## [Daftar tugas]
1. Jawab pertanyaan berikut berdasarkan kutipan tentang penelantaran anak di panti.
(a) Pada tanggal berapa pihak Arist menerima laporan masyarakat tentang penelantaran anak-anak panti?
(b) Berapa usia balita yang dilaporkan meninggal di panti itu?
(c) Sejak kelas berapa anak berinisial N diberhentikan sekolah oleh pemilik panti?
2. Sunting kutipan tentang penelantaran anak di panti dengan menuliskan ulang bagian antara "Arist menjelaskan, pada" dan "kepada warga sekitar.", termasuk kedua batasnya, lalu ganti "masyarakat" dengan "penduduk".
3. Ringkas kutipan tentang penelantaran anak di panti dalam dua kalimat.

----- Kutipan dokumen -----

Arist mengungkapkan, kedua anak yang demam itu tergelatak tak berdaya. Saat ditanya, pemilik panti membantah telah menelantarkan anak-anak itu.
“Katanya sudah dibawa ke rumah sakit, ternyata hanya dikasih penurun panas saja,” katanya.
Masih terdapat enam hingga delapan anak yang belum dievakuasi lantaran masih sekolah dan belum pulang ke panti tersebut.
“Ada sekitar enam sampai delapan anak yang masih sekolah. Kami evakuasi dulu yang masih balita dan satu anak yang sudah berusia 14 tahun berinisial N. Dia tidak sekolah karena diberhentikan oleh pemilik panti sejak kelas IV SD,” tuturnya.
Arist menjelaskan, pada 11 Februari lalu, pihaknya mendapat laporan dari masyarakat adanya penelantaran terhadap anak-anak panti yang dilakukan pemilik. Banyak dari anak-anak di panti itu yang meminta-minta makanan kepada warga sekitar.
“Pernah kejadian ada seorang menteri yang baru saja datang ke panti itu pada siang hari, dan malamnya anak-anak ini kembali meminta-minta. Ini kan aneh,” kata Arist.
Saat tengah menindaklanjuti dan menginvestigasi laporan dari masyarakat tersebut, pada 15 Februari, Arist mendapat laporan adanya seorang balita berusia tiga bulan yang meninggal di panti itu. Dugaan adanya penelantaran pun semakin menguat lantaran prosesi pemakaman terkesan tertutup.
“Tapi apakah ada indikasi tindak pidana, belum sampai ke arah sana. Ada atau tidak ada tindak pidana, kami harus selamatkan anak-anak ini dulu,” jelas Arist.
Arist mengungkapkan, saat akan mengevakuasi anak-anak ini pemilik panti sempat menentang. Pemilik panti membantah telah menelantarkan dan menyiksa anak-anak berusia bulanan hingga 17 tahun itu.

----- Catatan hasil ekstraksi -----

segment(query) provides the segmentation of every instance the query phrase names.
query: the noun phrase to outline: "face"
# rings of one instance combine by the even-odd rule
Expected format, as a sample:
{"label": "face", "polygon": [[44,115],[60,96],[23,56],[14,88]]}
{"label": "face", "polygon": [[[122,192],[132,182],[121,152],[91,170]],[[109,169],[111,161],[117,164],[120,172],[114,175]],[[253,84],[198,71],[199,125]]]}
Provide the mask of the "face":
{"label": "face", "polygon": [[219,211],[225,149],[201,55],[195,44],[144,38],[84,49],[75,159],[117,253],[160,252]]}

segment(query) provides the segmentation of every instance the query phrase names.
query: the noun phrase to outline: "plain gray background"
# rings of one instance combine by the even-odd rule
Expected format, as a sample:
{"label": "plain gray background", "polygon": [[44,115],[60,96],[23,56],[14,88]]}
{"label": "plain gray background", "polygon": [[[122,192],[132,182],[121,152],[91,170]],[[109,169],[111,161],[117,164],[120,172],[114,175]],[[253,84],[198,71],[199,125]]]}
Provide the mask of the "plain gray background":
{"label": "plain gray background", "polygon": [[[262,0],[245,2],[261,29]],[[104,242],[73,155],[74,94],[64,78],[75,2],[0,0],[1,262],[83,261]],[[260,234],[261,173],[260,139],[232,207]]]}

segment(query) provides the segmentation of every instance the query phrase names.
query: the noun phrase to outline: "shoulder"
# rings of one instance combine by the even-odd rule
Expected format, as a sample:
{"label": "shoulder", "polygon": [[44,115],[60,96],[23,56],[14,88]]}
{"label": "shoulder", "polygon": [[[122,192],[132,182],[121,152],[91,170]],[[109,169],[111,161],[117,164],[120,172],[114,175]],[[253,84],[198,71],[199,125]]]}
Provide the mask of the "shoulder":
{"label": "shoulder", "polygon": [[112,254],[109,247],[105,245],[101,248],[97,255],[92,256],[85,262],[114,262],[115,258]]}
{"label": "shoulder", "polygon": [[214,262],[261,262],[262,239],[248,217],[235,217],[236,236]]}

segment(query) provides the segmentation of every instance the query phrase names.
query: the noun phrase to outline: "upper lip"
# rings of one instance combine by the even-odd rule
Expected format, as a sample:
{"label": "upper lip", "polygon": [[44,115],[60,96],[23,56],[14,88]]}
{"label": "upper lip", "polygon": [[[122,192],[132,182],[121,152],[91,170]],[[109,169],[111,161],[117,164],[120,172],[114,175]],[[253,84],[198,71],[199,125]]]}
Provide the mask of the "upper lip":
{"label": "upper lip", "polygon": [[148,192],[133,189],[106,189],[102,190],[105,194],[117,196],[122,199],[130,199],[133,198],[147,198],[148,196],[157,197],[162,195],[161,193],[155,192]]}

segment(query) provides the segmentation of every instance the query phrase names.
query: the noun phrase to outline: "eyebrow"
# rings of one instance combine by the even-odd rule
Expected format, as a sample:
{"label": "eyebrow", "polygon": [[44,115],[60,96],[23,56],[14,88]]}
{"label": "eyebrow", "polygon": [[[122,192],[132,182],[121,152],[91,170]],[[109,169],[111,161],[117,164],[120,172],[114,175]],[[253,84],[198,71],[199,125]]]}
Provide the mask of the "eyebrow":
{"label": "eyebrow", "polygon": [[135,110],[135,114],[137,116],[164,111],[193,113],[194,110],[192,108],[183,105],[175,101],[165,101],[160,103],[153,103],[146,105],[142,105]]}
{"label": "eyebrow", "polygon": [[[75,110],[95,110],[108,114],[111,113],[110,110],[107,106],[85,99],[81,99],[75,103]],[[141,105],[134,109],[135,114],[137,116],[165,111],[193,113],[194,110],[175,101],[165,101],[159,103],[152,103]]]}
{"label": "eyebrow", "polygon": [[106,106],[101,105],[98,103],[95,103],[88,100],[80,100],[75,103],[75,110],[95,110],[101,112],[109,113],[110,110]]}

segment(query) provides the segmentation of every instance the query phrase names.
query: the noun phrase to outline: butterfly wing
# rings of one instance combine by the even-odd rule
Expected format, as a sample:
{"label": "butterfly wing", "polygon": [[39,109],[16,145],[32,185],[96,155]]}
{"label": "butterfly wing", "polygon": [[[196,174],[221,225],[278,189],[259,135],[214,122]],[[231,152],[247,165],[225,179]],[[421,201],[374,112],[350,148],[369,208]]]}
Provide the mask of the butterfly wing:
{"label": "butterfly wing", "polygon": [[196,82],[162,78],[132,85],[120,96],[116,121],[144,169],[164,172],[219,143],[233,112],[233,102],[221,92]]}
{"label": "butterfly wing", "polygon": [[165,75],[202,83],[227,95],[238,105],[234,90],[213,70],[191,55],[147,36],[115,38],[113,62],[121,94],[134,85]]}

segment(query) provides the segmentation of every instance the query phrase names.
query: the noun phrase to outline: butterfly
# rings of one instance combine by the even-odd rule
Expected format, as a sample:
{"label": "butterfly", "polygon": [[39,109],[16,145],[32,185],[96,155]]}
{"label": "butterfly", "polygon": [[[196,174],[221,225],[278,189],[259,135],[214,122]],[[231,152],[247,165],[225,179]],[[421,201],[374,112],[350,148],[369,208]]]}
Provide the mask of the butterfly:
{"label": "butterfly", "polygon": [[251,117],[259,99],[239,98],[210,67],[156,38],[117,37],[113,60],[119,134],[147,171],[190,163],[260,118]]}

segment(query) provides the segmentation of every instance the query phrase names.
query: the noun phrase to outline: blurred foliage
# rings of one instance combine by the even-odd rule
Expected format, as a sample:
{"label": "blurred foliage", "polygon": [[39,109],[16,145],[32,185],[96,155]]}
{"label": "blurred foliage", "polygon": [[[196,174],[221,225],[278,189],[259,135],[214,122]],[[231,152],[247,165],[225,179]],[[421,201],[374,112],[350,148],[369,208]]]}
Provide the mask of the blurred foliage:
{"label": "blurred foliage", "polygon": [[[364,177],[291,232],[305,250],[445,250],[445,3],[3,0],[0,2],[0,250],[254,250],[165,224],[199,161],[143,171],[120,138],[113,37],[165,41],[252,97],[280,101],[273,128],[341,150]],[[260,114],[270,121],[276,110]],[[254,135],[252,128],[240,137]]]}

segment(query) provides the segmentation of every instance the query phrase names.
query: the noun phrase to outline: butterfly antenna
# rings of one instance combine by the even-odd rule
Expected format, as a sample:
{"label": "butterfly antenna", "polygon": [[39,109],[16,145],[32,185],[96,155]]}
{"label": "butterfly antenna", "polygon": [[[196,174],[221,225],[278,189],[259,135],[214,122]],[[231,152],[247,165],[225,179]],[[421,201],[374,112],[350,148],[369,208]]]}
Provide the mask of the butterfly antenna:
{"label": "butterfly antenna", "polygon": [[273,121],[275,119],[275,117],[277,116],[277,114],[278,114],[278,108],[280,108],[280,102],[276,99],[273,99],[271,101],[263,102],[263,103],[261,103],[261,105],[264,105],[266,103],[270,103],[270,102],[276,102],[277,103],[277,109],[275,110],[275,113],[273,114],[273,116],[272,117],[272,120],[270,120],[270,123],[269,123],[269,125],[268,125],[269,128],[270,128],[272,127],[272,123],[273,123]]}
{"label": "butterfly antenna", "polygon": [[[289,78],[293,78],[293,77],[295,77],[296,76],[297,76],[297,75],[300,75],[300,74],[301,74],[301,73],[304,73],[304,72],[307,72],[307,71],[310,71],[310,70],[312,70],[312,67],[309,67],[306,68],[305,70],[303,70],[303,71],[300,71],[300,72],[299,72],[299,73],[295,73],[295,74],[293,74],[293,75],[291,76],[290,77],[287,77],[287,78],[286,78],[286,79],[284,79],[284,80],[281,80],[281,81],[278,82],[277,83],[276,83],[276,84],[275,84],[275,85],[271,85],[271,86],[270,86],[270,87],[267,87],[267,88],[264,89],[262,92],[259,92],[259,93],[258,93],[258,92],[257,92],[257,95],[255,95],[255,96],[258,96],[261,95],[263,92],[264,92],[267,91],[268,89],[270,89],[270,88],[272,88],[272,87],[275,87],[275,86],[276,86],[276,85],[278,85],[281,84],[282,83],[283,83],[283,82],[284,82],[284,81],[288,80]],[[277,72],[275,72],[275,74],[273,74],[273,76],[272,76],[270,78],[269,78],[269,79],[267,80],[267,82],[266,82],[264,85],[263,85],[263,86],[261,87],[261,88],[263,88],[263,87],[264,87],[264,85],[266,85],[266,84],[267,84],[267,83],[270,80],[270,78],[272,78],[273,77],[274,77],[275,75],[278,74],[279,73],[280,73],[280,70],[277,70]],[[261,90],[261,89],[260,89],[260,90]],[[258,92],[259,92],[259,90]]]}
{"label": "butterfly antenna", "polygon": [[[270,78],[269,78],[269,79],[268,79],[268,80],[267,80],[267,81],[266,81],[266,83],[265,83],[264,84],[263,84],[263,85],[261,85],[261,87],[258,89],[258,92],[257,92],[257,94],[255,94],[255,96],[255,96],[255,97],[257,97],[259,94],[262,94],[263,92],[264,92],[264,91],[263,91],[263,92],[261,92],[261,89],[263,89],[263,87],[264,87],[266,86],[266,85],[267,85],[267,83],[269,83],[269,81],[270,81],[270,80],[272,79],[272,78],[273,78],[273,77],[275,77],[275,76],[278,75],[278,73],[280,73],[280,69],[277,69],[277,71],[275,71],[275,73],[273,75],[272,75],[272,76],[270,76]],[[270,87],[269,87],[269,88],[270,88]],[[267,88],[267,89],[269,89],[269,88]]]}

-----

## [Jawaban]
1.
(a) 11 Februari.
(b) Tiga bulan.
(c) Sejak kelas IV SD.

2.
Arist menjelaskan, pada 11 Februari lalu, pihaknya mendapat laporan dari penduduk adanya penelantaran terhadap anak-anak panti yang dilakukan pemilik. Banyak dari anak-anak di panti itu yang meminta-minta makanan kepada warga sekitar.

3. Setelah menerima laporan masyarakat pada 11 Februari tentang penelantaran anak oleh pemilik panti dan laporan kematian seorang balita berusia tiga bulan pada 15 Februari, Arist mengevakuasi para balita serta seorang anak berusia 14 tahun, sementara enam sampai delapan anak yang masih sekolah belum dievakuasi. Pemilik panti sempat menentang evakuasi itu dan membantah telah menelantarkan serta menyiksa anak-anak tersebut.